Document text →

Healthy soil lifts animal weight
Managing soil by well designed grazing is key to an animal’s growth and wellbeing according to new research linking soil health, pasture value and sustainable production.
Individual pastures on livestock farms yield surprisingly dissimilar benefits to a farm’s overall agricultural income, and those differences are most likely attributable to the varying levels of “soil health” provided by its grazing livestock, according to a study published in Animal.
The University of Bristol reports the study, produced by an interdisciplinary team of thirteen scientists and two PhD students from Rothamsted Research, Bristol Veterinary School and University of Exeter, evaluated how efficiently nutrients are used on a livestock farm, on a field by field basis for the first time, and links soil health to animal growth.
The team has developed a method to derive the contribution of individual fields to an animal’s growth and, in the process, has opened up the possibility of using field scale metrics as indicators of animal performance and agricultural productivity.
Dr Taro Takahashi, an agricultural economist at Rothamsted’s North Wyke Farm Platform (NWFP) in Devon, and Senior Lecturer in Sustainable Livestock Systems and Food Security in Bristol Veterinary School at the University of Bristol, led the study. He said “The prospect that commercial livestock producers could improve their productivity by purely changing rotational patterns is exciting. Unlike many alternative technologies, this will not require any capital investment.”
The majority of livestock farms in the UK operate rotational grazing, which involves moving animals from one field to another. While this practice supplies more fresh forage to animals throughout the season, it makes farming systems more difficult to monitor and optimise. The problem has been the difficulty of linking an animal’s performance to field measurements, such as soil health, because animals spend only a fraction of time in each field, which is also used to produce silage for winter. Under such complexity, collating required information manually was almost infeasible. The latest method provides a shortcut.
The NWFP team found that animal performance on individual fields was positively associated with the level of soil organic carbon, a common measure of soil health for sustainable farming. The team also discovered that fields grazed more intensively had healthier soils and were less prone to water and nutrient losses.
Paul Harris, one of the study’s authors and the principal investigator at North Wyke, which consists of three instrumented farms over sixty three hectares, said “Without our unique experimental design to separate hydrological flows from individual grazing fields, you couldn’t accurately quantify any nutrients being lost as the majority would be dissolved in water.”
The new study comes as Rothamsted increases its efforts to contribute to the creation of a well designed food supply chain, both through enhanced ecosystem services and reduced environmental impacts.
Michael Lee, Head of the Department of Sustainable Agriculture Sciences at North Wyke and Professor of Sustainable Livestock Systems at Bristol Veterinary School, said “The correlation between soil health and animal performance is a major finding that confirms the huge amount of anecdotal evidence linking soil parameters and live weight gain. This study illustrates the multifaceted interactions between soil health, ecological surroundings and grazing animals that are so often overlooked in favour of more simplistic narratives.”
NWFP is a UK National Capability, funded by the Biotechnology and Biological Sciences Research Council. Its facility and datasets are open to all researchers. This study was carried out as part of Soil to Nutrition, one of Rothamsted’s five Institute Strategic Programmes, also supported by the BBSRC.

Record excerpts →
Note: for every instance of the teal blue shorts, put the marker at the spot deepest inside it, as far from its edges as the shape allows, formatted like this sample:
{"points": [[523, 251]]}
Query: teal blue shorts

* * *

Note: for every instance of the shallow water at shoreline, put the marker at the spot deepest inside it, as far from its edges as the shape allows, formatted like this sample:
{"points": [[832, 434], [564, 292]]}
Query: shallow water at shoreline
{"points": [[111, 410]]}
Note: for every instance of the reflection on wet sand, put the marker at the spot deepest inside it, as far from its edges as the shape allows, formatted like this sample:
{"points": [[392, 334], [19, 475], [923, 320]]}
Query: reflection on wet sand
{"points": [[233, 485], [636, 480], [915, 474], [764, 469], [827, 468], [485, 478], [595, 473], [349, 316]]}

---

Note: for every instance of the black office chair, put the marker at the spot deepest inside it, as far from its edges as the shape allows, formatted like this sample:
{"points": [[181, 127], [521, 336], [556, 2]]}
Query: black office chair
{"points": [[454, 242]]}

Required actions →
- A) Write out the part of the soil health article that begins at the words "The NWFP team" and stops after the words "reduced environmental impacts.".
- B) According to the soil health article, what measure of soil health was positively associated with animal performance on individual fields?
Work from the soil health article alone.

Answers below →
- A)
The NWFP team found that animal performance on individual fields was positively associated with the level of soil organic carbon, a common measure of soil health for sustainable farming. The team also discovered that fields grazed more intensively had healthier soils and were less prone to water and nutrient losses.
Paul Harris, one of the study’s authors and the principal investigator at North Wyke, which consists of three instrumented farms over sixty three hectares, said “Without our unique experimental design to separate hydrological flows from individual grazing fields, you couldn’t accurately quantify any nutrients being lost as the majority would be dissolved in water.”
The new study comes as Rothamsted increases its efforts to contribute to the creation of a well designed food supply chain, both through enhanced ecosystem services and reduced environmental impacts.

- B) The level of soil organic carbon.